Dataset entries
__________________________________________________

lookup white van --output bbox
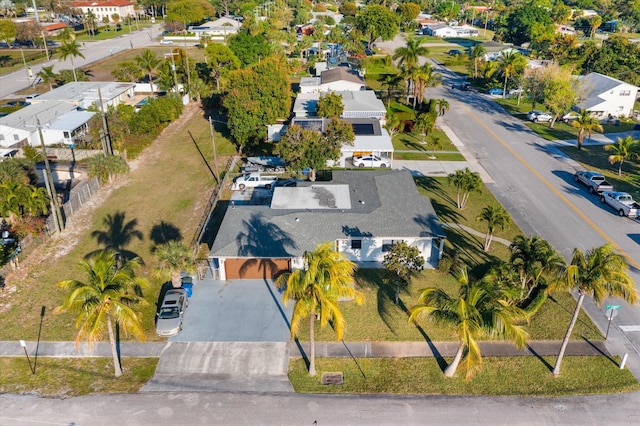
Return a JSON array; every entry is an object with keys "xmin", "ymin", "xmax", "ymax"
[{"xmin": 231, "ymin": 173, "xmax": 278, "ymax": 190}]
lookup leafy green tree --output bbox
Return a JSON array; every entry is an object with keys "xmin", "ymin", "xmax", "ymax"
[
  {"xmin": 469, "ymin": 43, "xmax": 487, "ymax": 78},
  {"xmin": 604, "ymin": 135, "xmax": 640, "ymax": 176},
  {"xmin": 509, "ymin": 235, "xmax": 565, "ymax": 301},
  {"xmin": 228, "ymin": 32, "xmax": 272, "ymax": 67},
  {"xmin": 55, "ymin": 251, "xmax": 147, "ymax": 377},
  {"xmin": 449, "ymin": 167, "xmax": 482, "ymax": 210},
  {"xmin": 356, "ymin": 4, "xmax": 398, "ymax": 46},
  {"xmin": 276, "ymin": 242, "xmax": 364, "ymax": 376},
  {"xmin": 153, "ymin": 241, "xmax": 196, "ymax": 288},
  {"xmin": 549, "ymin": 244, "xmax": 638, "ymax": 376},
  {"xmin": 501, "ymin": 4, "xmax": 555, "ymax": 46},
  {"xmin": 135, "ymin": 49, "xmax": 160, "ymax": 93},
  {"xmin": 476, "ymin": 206, "xmax": 511, "ymax": 251},
  {"xmin": 571, "ymin": 109, "xmax": 603, "ymax": 149},
  {"xmin": 409, "ymin": 268, "xmax": 528, "ymax": 380},
  {"xmin": 88, "ymin": 154, "xmax": 129, "ymax": 183},
  {"xmin": 382, "ymin": 241, "xmax": 424, "ymax": 305},
  {"xmin": 37, "ymin": 65, "xmax": 57, "ymax": 91},
  {"xmin": 499, "ymin": 52, "xmax": 527, "ymax": 97},
  {"xmin": 57, "ymin": 39, "xmax": 84, "ymax": 81},
  {"xmin": 205, "ymin": 43, "xmax": 240, "ymax": 93},
  {"xmin": 317, "ymin": 92, "xmax": 344, "ymax": 118},
  {"xmin": 223, "ymin": 58, "xmax": 291, "ymax": 152}
]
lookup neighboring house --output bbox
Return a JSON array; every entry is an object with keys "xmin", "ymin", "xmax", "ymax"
[
  {"xmin": 189, "ymin": 17, "xmax": 242, "ymax": 40},
  {"xmin": 209, "ymin": 170, "xmax": 445, "ymax": 280},
  {"xmin": 293, "ymin": 90, "xmax": 387, "ymax": 125},
  {"xmin": 300, "ymin": 67, "xmax": 366, "ymax": 93},
  {"xmin": 0, "ymin": 82, "xmax": 135, "ymax": 148},
  {"xmin": 423, "ymin": 24, "xmax": 479, "ymax": 37},
  {"xmin": 577, "ymin": 72, "xmax": 640, "ymax": 118},
  {"xmin": 291, "ymin": 117, "xmax": 394, "ymax": 167},
  {"xmin": 72, "ymin": 0, "xmax": 136, "ymax": 22}
]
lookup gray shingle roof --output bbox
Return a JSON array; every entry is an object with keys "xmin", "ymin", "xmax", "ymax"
[{"xmin": 210, "ymin": 170, "xmax": 444, "ymax": 257}]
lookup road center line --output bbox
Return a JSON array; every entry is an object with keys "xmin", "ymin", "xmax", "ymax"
[{"xmin": 464, "ymin": 103, "xmax": 640, "ymax": 270}]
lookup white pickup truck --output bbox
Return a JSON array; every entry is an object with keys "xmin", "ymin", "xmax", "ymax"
[
  {"xmin": 600, "ymin": 191, "xmax": 640, "ymax": 219},
  {"xmin": 231, "ymin": 173, "xmax": 278, "ymax": 190}
]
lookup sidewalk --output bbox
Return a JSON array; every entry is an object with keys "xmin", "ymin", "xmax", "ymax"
[{"xmin": 0, "ymin": 340, "xmax": 609, "ymax": 358}]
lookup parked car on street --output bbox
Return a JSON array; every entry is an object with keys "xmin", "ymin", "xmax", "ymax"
[
  {"xmin": 600, "ymin": 191, "xmax": 640, "ymax": 219},
  {"xmin": 527, "ymin": 110, "xmax": 553, "ymax": 123},
  {"xmin": 353, "ymin": 155, "xmax": 391, "ymax": 168},
  {"xmin": 573, "ymin": 170, "xmax": 613, "ymax": 194},
  {"xmin": 156, "ymin": 288, "xmax": 189, "ymax": 337}
]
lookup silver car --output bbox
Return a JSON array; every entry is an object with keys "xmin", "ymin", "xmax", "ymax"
[{"xmin": 156, "ymin": 288, "xmax": 189, "ymax": 337}]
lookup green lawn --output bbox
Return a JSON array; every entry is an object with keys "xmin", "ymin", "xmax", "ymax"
[
  {"xmin": 0, "ymin": 357, "xmax": 158, "ymax": 398},
  {"xmin": 289, "ymin": 356, "xmax": 640, "ymax": 397},
  {"xmin": 0, "ymin": 106, "xmax": 234, "ymax": 341}
]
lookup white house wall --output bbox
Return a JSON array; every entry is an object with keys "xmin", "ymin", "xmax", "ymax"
[{"xmin": 337, "ymin": 237, "xmax": 438, "ymax": 268}]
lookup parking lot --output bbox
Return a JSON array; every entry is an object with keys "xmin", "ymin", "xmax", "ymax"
[{"xmin": 169, "ymin": 279, "xmax": 293, "ymax": 342}]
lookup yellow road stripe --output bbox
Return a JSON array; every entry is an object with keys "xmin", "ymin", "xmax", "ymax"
[{"xmin": 469, "ymin": 111, "xmax": 640, "ymax": 269}]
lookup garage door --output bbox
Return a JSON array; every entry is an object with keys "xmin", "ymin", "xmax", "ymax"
[{"xmin": 224, "ymin": 259, "xmax": 291, "ymax": 280}]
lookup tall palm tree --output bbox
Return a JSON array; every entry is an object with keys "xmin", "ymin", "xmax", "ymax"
[
  {"xmin": 55, "ymin": 251, "xmax": 147, "ymax": 377},
  {"xmin": 58, "ymin": 39, "xmax": 84, "ymax": 82},
  {"xmin": 135, "ymin": 49, "xmax": 160, "ymax": 93},
  {"xmin": 604, "ymin": 135, "xmax": 640, "ymax": 176},
  {"xmin": 409, "ymin": 268, "xmax": 528, "ymax": 380},
  {"xmin": 469, "ymin": 44, "xmax": 487, "ymax": 78},
  {"xmin": 571, "ymin": 109, "xmax": 603, "ymax": 149},
  {"xmin": 509, "ymin": 235, "xmax": 564, "ymax": 300},
  {"xmin": 276, "ymin": 242, "xmax": 364, "ymax": 376},
  {"xmin": 411, "ymin": 64, "xmax": 442, "ymax": 110},
  {"xmin": 549, "ymin": 244, "xmax": 638, "ymax": 376},
  {"xmin": 37, "ymin": 65, "xmax": 58, "ymax": 91},
  {"xmin": 392, "ymin": 36, "xmax": 429, "ymax": 106},
  {"xmin": 153, "ymin": 241, "xmax": 196, "ymax": 288},
  {"xmin": 476, "ymin": 206, "xmax": 511, "ymax": 251},
  {"xmin": 500, "ymin": 52, "xmax": 527, "ymax": 98}
]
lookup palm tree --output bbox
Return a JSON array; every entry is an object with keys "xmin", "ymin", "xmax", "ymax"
[
  {"xmin": 571, "ymin": 109, "xmax": 603, "ymax": 149},
  {"xmin": 37, "ymin": 65, "xmax": 58, "ymax": 91},
  {"xmin": 509, "ymin": 235, "xmax": 564, "ymax": 300},
  {"xmin": 153, "ymin": 241, "xmax": 196, "ymax": 288},
  {"xmin": 58, "ymin": 39, "xmax": 84, "ymax": 82},
  {"xmin": 409, "ymin": 268, "xmax": 528, "ymax": 380},
  {"xmin": 276, "ymin": 242, "xmax": 364, "ymax": 376},
  {"xmin": 392, "ymin": 37, "xmax": 429, "ymax": 106},
  {"xmin": 604, "ymin": 136, "xmax": 640, "ymax": 176},
  {"xmin": 55, "ymin": 251, "xmax": 147, "ymax": 377},
  {"xmin": 469, "ymin": 44, "xmax": 487, "ymax": 78},
  {"xmin": 500, "ymin": 52, "xmax": 527, "ymax": 98},
  {"xmin": 549, "ymin": 244, "xmax": 638, "ymax": 376},
  {"xmin": 135, "ymin": 49, "xmax": 160, "ymax": 93},
  {"xmin": 476, "ymin": 206, "xmax": 511, "ymax": 251}
]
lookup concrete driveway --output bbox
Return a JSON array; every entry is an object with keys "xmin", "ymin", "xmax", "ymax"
[{"xmin": 175, "ymin": 279, "xmax": 293, "ymax": 342}]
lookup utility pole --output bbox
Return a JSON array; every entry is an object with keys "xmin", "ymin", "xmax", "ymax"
[
  {"xmin": 98, "ymin": 85, "xmax": 113, "ymax": 155},
  {"xmin": 209, "ymin": 116, "xmax": 220, "ymax": 183},
  {"xmin": 36, "ymin": 117, "xmax": 64, "ymax": 233}
]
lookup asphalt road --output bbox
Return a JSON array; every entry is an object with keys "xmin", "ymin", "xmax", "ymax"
[
  {"xmin": 0, "ymin": 24, "xmax": 161, "ymax": 99},
  {"xmin": 427, "ymin": 73, "xmax": 640, "ymax": 377}
]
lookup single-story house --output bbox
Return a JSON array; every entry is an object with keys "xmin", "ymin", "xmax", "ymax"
[
  {"xmin": 189, "ymin": 17, "xmax": 242, "ymax": 40},
  {"xmin": 293, "ymin": 90, "xmax": 387, "ymax": 125},
  {"xmin": 291, "ymin": 117, "xmax": 394, "ymax": 167},
  {"xmin": 209, "ymin": 170, "xmax": 445, "ymax": 280},
  {"xmin": 423, "ymin": 24, "xmax": 480, "ymax": 37},
  {"xmin": 300, "ymin": 67, "xmax": 366, "ymax": 93},
  {"xmin": 0, "ymin": 82, "xmax": 135, "ymax": 148},
  {"xmin": 71, "ymin": 0, "xmax": 136, "ymax": 22},
  {"xmin": 576, "ymin": 72, "xmax": 640, "ymax": 118}
]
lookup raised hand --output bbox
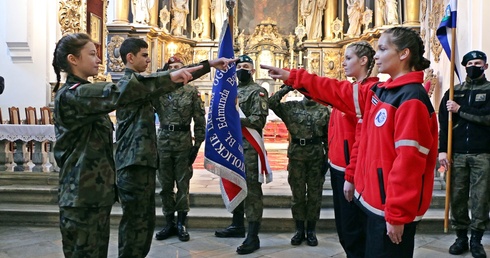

__________________________________________________

**Exercise description**
Count the lines in the items above that contain the word "green". Reply with the number only.

**Answer to this exercise**
2